TASK BRIEF:
Count the lines in the records below that contain the string "pink", matching case exactly, and reply with only that number.

PROVIDED RECORDS:

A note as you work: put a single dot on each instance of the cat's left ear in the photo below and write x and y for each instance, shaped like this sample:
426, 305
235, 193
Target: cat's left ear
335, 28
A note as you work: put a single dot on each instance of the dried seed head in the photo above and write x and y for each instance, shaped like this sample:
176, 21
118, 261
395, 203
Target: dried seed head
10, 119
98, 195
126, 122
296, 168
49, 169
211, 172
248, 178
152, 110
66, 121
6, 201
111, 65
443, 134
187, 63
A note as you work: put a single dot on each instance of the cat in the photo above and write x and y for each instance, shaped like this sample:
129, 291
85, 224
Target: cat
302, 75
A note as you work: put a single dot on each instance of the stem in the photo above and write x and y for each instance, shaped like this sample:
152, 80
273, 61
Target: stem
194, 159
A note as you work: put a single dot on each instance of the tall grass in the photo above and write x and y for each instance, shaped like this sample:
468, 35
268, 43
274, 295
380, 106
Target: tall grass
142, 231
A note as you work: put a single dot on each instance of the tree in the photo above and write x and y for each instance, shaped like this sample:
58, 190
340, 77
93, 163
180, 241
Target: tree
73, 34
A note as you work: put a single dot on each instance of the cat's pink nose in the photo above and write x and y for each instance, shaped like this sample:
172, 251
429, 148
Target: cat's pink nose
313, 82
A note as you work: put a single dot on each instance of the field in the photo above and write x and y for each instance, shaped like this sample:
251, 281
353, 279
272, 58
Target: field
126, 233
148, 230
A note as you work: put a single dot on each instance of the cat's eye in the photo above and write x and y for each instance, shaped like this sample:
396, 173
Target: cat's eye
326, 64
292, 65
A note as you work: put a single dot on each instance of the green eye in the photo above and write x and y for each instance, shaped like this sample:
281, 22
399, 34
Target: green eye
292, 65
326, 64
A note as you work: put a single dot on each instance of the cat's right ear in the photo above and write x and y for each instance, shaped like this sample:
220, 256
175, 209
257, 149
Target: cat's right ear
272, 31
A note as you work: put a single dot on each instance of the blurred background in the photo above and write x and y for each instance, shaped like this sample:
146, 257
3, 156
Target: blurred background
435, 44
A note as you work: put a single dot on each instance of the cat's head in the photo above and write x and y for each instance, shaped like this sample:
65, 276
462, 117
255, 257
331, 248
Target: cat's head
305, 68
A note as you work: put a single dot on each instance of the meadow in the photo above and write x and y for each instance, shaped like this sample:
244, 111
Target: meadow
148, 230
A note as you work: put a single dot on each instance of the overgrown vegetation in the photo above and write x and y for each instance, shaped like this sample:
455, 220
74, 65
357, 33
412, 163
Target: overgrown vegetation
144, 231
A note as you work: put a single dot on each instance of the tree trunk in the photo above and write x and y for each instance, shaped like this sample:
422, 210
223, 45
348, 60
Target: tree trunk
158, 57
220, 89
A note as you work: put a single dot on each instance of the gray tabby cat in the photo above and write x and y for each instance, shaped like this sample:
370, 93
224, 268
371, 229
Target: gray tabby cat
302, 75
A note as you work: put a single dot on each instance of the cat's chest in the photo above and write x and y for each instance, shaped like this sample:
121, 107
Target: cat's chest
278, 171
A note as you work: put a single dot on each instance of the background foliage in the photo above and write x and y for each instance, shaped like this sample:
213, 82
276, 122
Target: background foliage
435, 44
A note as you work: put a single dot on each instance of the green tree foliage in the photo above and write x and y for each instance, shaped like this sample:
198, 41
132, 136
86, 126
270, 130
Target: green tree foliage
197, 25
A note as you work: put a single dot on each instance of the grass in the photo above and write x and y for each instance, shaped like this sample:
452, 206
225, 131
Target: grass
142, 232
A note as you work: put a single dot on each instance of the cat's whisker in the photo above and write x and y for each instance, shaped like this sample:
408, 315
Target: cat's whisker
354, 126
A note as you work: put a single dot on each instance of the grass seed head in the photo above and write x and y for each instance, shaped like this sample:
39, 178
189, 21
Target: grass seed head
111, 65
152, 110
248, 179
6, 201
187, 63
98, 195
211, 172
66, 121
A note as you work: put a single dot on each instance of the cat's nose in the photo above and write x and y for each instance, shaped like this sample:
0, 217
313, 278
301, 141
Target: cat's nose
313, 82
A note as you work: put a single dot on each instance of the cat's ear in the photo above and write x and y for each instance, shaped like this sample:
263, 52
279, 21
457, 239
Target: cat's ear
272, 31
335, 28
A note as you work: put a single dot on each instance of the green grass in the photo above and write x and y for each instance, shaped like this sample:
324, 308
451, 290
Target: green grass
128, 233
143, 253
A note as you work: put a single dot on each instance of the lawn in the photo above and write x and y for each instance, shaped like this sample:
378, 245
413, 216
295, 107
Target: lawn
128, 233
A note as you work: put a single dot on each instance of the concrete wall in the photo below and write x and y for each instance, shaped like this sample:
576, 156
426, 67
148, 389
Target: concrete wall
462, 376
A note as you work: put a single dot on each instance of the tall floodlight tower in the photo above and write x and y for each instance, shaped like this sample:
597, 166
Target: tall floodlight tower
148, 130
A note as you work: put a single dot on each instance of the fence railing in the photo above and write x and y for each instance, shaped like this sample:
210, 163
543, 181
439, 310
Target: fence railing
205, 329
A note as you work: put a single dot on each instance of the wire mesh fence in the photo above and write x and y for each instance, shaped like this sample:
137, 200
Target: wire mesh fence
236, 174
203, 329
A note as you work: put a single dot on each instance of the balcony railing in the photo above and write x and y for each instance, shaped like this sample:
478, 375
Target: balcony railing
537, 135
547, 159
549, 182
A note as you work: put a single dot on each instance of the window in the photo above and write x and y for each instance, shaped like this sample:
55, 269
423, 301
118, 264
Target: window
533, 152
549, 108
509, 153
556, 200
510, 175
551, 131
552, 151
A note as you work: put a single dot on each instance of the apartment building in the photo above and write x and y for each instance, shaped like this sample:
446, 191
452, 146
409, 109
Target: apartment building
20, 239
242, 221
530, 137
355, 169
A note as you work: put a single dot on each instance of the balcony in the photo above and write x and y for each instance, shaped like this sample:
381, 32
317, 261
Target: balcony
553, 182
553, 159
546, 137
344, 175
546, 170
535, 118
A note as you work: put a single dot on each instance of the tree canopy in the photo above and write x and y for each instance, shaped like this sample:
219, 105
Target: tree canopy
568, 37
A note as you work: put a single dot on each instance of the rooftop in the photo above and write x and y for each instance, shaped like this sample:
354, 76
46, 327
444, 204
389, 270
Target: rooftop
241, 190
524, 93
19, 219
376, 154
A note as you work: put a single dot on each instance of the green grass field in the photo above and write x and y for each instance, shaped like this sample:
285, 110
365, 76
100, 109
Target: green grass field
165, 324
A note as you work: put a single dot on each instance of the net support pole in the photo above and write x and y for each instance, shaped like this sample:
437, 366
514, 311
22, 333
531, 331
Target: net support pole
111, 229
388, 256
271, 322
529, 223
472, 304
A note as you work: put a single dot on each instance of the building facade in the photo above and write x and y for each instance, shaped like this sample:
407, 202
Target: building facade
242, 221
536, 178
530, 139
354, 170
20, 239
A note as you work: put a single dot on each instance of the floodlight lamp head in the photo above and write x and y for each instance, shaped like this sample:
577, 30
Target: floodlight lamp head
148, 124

* * *

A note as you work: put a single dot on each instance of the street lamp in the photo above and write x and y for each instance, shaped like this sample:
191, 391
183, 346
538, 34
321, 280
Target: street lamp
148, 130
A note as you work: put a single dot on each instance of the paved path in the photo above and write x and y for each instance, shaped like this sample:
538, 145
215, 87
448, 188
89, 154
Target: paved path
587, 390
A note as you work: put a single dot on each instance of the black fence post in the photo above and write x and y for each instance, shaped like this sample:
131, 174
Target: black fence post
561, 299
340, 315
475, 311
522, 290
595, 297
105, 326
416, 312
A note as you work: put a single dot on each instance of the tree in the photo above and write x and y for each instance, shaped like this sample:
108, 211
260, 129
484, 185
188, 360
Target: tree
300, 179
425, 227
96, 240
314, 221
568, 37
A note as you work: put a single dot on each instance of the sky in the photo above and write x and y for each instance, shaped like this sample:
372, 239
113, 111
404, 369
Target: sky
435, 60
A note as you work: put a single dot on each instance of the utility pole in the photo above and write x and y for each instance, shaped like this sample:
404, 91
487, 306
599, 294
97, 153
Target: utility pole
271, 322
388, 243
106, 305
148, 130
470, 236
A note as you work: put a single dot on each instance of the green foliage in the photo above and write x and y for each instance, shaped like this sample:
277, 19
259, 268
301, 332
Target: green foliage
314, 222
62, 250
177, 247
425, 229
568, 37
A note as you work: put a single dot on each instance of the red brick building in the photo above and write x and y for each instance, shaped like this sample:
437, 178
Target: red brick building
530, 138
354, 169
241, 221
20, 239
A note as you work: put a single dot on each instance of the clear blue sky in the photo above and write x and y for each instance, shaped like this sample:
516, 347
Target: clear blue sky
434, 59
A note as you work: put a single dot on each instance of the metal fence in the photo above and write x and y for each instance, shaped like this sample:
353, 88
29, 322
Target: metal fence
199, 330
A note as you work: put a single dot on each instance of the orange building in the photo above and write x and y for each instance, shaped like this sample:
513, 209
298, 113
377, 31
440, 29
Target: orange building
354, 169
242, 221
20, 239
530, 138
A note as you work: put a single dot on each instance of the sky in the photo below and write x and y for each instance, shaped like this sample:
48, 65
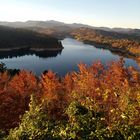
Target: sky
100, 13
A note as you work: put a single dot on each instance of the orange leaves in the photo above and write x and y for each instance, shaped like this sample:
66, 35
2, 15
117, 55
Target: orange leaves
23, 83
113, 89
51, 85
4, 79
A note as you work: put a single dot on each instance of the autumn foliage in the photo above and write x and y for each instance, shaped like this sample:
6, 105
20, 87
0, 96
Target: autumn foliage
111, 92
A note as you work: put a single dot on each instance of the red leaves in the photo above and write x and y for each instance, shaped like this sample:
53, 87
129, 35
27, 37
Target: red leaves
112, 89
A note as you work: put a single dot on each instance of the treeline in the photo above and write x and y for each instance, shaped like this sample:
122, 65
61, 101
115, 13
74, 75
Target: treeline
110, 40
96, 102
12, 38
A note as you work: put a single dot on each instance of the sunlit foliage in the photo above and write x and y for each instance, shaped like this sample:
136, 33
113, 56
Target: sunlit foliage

OUTPUT OF THE EXERCISE:
2